> [Texte de la page]:
────
Jean-Marie PETITCLERC
Rebâtir la fraternité.

Paris, Salvator, 2021, 108 p.

En entreprenant l’écriture d’un ouvrage sur la fraternité, Jean-Marie Petitclerc s’exposait courageusement à un risque. Cette notion est, en effet, tellement conflictuelle, controversée, compromise par les alibis d’un discours mensonger et hypocrite, qu’il est singulièrement difficile de la restituer à un registre rationnel qui lui confère une validité. C’est que, dès ses origines, la première expérience de la fraternité – Caïn et Abel – a été un cruel échec, qui a traversé les siècles et compromis, à jamais, une éducation ordonnée à prévenir la violence et, de ce fait, exposée à un sort aléatoire.

Comme on l’a déjà remarqué, la difficulté fondamentale tient à ce que, à la différence de l’amitié, qui relève du choix des personnes, la fraternité est visée pour des sujets qui ne se sont pas choisis et entre qui interviennent toutes sortes de rivalités. On constatera  ainsi que, en dépit du discours qu’elle tient sur la fraternité, l’École est bien loin d’offrir un contexte dans lequel celle-ci soit reconnue et respectée. Dénoncée comme « reproductrice », elle prolonge des inégalités qui gênent les relations entre les personnes. Elle favorise, à son insu ou délibérément, des situations de rivalité et de concurrence dans un climat darwinien d’esprit sélectionniste et élitiste.
────
> [Consigne A]:
Résumez sous forme de liste, s'il vous plaît, le paragraphe de la recension qui commence par « Comme on l'a déjà remarqué », en conservant ses faits principaux.
> [Consigne B]:
Prolongez la recension de « Rebâtir la fraternité » à partir de sa dernière phrase.
────
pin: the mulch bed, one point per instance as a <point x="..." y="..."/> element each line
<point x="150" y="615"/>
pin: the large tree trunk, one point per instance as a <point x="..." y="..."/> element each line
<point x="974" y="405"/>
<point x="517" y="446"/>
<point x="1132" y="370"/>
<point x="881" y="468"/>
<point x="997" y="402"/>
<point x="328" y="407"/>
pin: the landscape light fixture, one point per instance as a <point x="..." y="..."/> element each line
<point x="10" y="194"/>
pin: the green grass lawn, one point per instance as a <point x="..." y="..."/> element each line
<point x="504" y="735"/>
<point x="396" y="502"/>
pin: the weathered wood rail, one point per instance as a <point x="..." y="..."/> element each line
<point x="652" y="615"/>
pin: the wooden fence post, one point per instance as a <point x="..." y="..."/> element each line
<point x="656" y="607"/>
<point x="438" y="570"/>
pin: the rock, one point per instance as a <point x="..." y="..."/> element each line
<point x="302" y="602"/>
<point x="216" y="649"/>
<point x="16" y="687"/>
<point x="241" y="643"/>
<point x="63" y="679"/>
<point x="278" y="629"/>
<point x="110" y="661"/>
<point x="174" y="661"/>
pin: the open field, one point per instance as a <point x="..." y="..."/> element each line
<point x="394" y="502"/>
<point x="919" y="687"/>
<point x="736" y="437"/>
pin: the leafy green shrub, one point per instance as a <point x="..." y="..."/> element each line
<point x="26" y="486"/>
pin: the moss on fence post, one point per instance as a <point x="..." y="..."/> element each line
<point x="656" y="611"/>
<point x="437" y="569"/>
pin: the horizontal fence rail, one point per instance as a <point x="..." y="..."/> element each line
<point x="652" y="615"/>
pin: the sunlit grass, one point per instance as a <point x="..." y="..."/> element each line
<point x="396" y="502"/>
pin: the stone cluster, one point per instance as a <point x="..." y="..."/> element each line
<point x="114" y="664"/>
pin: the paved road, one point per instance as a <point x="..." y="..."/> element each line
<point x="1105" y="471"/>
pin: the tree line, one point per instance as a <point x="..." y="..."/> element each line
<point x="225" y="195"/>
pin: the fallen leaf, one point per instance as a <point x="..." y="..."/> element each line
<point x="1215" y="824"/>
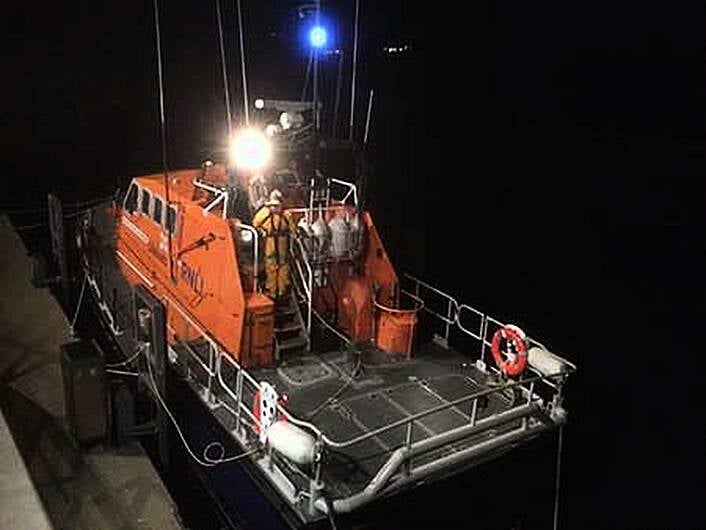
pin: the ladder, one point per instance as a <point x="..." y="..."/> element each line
<point x="291" y="337"/>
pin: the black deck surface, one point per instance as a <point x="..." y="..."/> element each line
<point x="345" y="393"/>
<point x="351" y="393"/>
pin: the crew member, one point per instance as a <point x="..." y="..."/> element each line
<point x="275" y="226"/>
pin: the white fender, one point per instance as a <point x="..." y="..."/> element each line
<point x="293" y="443"/>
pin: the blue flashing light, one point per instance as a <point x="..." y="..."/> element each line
<point x="318" y="37"/>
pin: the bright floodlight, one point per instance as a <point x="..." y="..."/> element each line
<point x="318" y="37"/>
<point x="250" y="150"/>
────
> [Réponse attendue A]:
- À la différence de l'amitié, qui repose sur le choix des personnes, la fraternité vise des sujets qui ne se sont pas choisis et entre lesquels surgissent toutes sortes de rivalités.
- Malgré son discours sur la fraternité, l'École est loin d'offrir un cadre où celle-ci est reconnue et respectée.
- Dénoncée comme « reproductrice », elle prolonge des inégalités qui gênent les relations entre les personnes.
- Elle favorise, à son insu ou délibérément, rivalité et concurrence dans un climat darwinien, sélectionniste et élitiste.

> [Réponse attendue B]:
La société globale expose aux mêmes risques car elle offre le spectacle affligeant d’un refus de coopération et de l’organisation de la concurrence. A la limite, c’est le vouloir vivre commun qui est récusé ou qui échoue à trouver ses modalités d’organisation. Plus radicalement, ces dernières ont un fondement proprement anthropologique. Le freudisme a mis en évidence la thématique du « meurtre du père ». Lorsque l’autorité de celui-ci est récusée, la fraternité l’est aussi par voie de conséquence, de sorte qu’elle valorise un individualisme qui en est la négation même.

Dès lors, les sujets se répartissent en deux catégories :

  • Les croyants, formés dans le christianisme : « la vraie racine, c’est la filiation à un père commun » (p.68), ainsi que l’indique justement Jean-Marie Petitclerc.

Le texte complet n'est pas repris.